**** Selected excerpt

This elaborate Queen Anne has been regarded as one of Elmwood’s most imposing. Built for Joseph Birch, a partner in Leavens & Birch – a hat, coat, and small-accessories store located on Westminster Street – the house was slow to be completed. Records show that it was finally finished in 1887, two years after the house next door at 55 Princeton, built for Birch’s business partner, Thomas Leavens.

An asymmetrical design, the house contains a wealth of detail within its compact scale. The elaborate turned-post entrance porch leads to an equally elaborate side porch. A unique feature of the house is the Elizabethan-style porch recessed in the upper story. Wall surfaces vary between clapboards and a textured-shingle program. Attributed to the local firm of Gould & Angell, the house has an exact twin that was constructed in the small village of Attleborough Falls at the same time for the jeweler Frank Sturdy.

Birch occupied this house for only two years. He soon moved to nearby 35 Princeton Avenue, where he lived until about 1899. When 49 Princeton sold in 1889, it marked the start of a long period of frequent changes in ownership. The Providence Revolving Fund acquired the house in 2016 following foreclosure and a great deal of neglect to the interior and elements of the exterior. Efforts are currently underway to convert the house back to the showplace that it was in 1885.

********
**** Available data

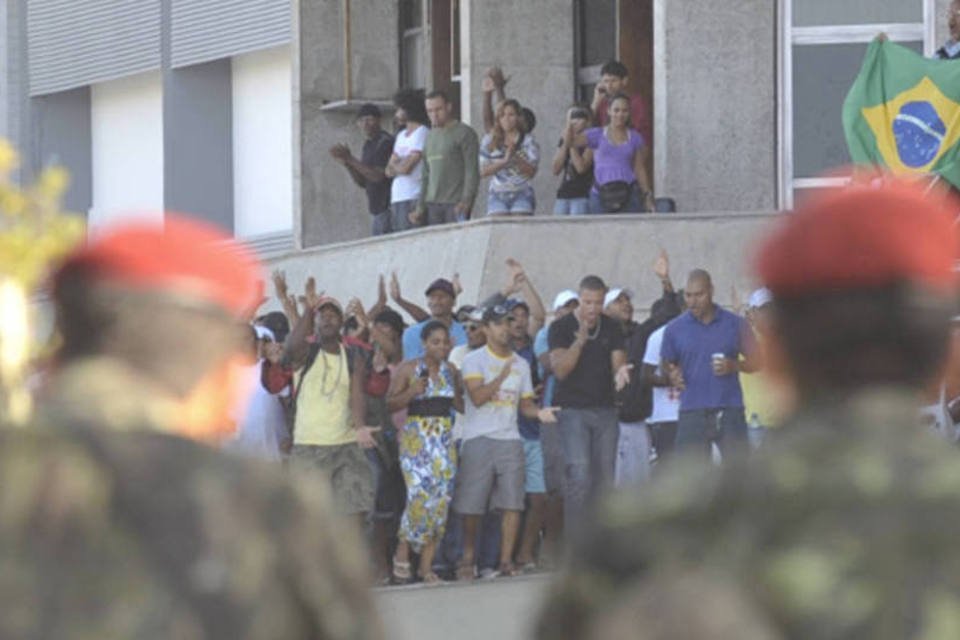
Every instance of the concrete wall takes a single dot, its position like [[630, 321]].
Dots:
[[555, 252], [127, 147], [720, 141], [533, 42], [197, 138], [262, 154], [63, 137], [331, 207]]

********

Task objective: Rewrite everything in the description of the Queen Anne house from "An asymmetrical design, the" down to "jeweler Frank Sturdy.", replacing "Elizabethan-style" with "Tudor-style".

Result of this task:
An asymmetrical design, the house contains a wealth of detail within its compact scale. The elaborate turned-post entrance porch leads to an equally elaborate side porch. A unique feature of the house is the Tudor-style porch recessed in the upper story. Wall surfaces vary between clapboards and a textured-shingle program. Attributed to the local firm of Gould & Angell, the house has an exact twin that was constructed in the small village of Attleborough Falls at the same time for the jeweler Frank Sturdy.